**Exercise tasks**
A. List every role or title that the passage on opening sentences in business writing gives for Richard Holloway.
B. Extend the passage on opening sentences in business writing, starting after its final sentence.

**Given passage**
[Start of Attachment]

Last week I mentioned the opening of St John’s Gospel: In the beginning was the word … I didn’t have the space to add the perennial writer’s question: But which words should I begin with?
It’s one that business writers, particularly, struggle to answer. How seldom in the world of work do we read anything that draws us in and engages us right from the opening sentence? On the rare occasions that we do, it completely changes the way we think about the organisation whose voice we’re hearing.
One of the great privileges of my working life is to sit on the board of the Edinburgh International Book Festival, the world’s largest. I was glancing recently at last year’s annual review and I came across this from our 2009 guest director, Richard Holloway:
‘Annual reports tend to be jaunty affairs, celebrating past achievements, as the organisation in question strides confidently on into the future. Well, it wouldn’t be dishonest to adopt that tone in reviewing my own wild fling … as guest director this year, but it would be the wrong way to begin, so I won’t start there.’
It takes a lot of confidence to write an opening like that and Richard, a former Bishop of Edinburgh, now broadcaster, writer and chair of the Scottish Arts Council, is an exceptionally confident communicator. It’s also very personal, and he goes on to explain that his involvement arose out of the misfortune of our director, Catherine Lockerbie’s unexpected leave of absence.

[End of Attachment]

**Data**
[Start of Attachment]

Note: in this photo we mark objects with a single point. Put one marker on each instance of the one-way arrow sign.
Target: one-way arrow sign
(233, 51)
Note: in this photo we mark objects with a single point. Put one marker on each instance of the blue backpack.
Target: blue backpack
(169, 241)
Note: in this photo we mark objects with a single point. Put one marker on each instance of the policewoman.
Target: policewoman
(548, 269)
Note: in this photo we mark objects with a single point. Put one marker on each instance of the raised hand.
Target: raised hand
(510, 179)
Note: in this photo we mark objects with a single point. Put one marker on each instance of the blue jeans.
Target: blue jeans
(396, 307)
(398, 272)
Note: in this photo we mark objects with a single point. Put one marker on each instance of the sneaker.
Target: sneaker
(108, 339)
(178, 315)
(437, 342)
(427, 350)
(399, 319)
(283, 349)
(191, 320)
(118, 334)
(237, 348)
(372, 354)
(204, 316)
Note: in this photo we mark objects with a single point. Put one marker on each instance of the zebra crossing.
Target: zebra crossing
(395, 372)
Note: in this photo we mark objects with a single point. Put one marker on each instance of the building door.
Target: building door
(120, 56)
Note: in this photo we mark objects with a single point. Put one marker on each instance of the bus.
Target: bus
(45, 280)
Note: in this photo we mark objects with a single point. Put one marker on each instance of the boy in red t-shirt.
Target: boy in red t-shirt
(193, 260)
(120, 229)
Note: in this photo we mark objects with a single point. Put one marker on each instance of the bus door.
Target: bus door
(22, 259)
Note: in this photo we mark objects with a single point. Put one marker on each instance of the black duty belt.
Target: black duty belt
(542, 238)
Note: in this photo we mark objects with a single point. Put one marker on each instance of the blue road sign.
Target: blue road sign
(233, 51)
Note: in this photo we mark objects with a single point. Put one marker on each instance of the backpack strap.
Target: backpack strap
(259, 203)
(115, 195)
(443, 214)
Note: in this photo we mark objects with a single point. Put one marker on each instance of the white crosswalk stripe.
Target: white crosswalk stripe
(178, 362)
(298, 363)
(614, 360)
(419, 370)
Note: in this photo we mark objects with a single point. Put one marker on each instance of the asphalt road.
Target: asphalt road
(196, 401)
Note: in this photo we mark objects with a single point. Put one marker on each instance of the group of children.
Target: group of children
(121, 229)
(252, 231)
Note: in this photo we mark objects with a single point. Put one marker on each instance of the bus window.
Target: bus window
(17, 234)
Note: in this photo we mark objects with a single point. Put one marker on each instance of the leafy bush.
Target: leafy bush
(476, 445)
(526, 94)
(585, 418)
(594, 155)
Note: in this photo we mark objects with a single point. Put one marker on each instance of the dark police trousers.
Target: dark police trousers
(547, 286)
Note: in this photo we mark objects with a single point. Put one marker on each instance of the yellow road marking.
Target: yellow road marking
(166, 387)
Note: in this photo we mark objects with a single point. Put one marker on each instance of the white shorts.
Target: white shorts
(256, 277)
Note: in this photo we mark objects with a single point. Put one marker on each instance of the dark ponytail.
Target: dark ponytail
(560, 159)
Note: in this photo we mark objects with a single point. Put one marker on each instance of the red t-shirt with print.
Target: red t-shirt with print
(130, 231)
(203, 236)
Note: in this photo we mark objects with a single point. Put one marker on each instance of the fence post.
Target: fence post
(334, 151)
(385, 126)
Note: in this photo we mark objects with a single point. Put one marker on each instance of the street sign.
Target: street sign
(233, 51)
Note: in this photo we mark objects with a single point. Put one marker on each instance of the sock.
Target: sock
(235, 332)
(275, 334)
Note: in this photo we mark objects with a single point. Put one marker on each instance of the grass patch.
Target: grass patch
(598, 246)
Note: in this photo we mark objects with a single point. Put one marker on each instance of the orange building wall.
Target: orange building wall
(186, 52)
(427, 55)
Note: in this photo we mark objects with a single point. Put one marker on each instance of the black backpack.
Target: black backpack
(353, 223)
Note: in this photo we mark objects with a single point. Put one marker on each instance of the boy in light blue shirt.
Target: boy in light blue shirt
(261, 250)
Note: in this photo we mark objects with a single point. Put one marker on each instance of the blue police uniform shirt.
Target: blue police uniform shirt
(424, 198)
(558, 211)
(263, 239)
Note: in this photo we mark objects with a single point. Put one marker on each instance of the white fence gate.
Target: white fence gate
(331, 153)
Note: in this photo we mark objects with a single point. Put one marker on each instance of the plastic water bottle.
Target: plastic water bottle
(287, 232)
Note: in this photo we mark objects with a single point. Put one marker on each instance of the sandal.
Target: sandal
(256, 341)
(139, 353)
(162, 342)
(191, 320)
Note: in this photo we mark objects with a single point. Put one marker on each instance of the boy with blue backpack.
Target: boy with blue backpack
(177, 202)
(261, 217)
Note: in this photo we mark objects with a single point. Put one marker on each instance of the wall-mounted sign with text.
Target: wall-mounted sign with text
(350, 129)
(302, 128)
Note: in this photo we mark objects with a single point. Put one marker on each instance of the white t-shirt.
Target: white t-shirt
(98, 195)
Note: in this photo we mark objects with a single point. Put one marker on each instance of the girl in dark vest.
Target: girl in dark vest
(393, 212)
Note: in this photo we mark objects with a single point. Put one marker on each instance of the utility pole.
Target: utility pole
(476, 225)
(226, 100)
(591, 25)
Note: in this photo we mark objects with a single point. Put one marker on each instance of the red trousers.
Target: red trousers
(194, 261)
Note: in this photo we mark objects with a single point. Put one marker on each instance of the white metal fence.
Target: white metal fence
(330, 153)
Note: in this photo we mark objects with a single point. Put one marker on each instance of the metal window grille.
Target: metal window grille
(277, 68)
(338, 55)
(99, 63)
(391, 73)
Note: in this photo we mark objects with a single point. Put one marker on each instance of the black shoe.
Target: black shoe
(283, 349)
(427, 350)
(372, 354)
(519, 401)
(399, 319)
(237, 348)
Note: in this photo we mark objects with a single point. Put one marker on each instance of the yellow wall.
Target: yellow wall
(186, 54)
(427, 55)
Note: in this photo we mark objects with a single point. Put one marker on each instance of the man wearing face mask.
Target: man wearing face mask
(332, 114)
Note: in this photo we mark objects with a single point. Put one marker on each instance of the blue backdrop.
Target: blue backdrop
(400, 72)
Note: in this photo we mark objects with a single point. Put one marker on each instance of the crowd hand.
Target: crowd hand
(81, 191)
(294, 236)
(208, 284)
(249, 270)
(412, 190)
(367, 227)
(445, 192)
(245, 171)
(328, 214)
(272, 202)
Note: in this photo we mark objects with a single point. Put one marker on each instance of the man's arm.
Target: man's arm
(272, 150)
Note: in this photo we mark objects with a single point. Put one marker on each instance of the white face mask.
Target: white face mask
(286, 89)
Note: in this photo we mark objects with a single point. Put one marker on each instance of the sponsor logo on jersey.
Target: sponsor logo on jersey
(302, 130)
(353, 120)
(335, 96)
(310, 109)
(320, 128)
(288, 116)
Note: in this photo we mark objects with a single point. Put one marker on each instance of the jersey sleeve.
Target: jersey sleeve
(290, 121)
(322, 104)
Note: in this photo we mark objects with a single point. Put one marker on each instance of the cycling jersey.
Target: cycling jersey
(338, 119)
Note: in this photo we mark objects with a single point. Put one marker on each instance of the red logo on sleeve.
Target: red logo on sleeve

[End of Attachment]

**Answers for the tasks**
A.
- 2009 guest director of the Edinburgh International Book Festival
- Former Bishop of Edinburgh
- Broadcaster
- Writer
- Chair of the Scottish Arts Council

B.
But why should we be so unused to hearing a truly personal voice in the business world? Why do chairmen’s and chief executive’s statements, not to mention letters, brochures and mailshots, so often sound robotic? Whatever the reason, their opening words set the tone for what follows and frequently leave us as readers struggling to stay interested.
Richard Holloway’s opening does at least three things that more or less guarantee we’ll go with him. He pokes a little gentle fun at the genre, so we know at once that this is not going to be earnest (which is not to say it won’t be serious); he introduces a lively voice, his own, which is not that of the organisation, but which we know speaks for the organisation; and he tempts us with a question: why doesn’t he want to start with the jaunty view?
Personal as his voice is, this is nevertheless a piece of business writing in an important public document that reports on the affairs of our book festival to a very wide range of interested and influential people. I’m sure that any one of those who read the opening sentence would have felt compelled to read on.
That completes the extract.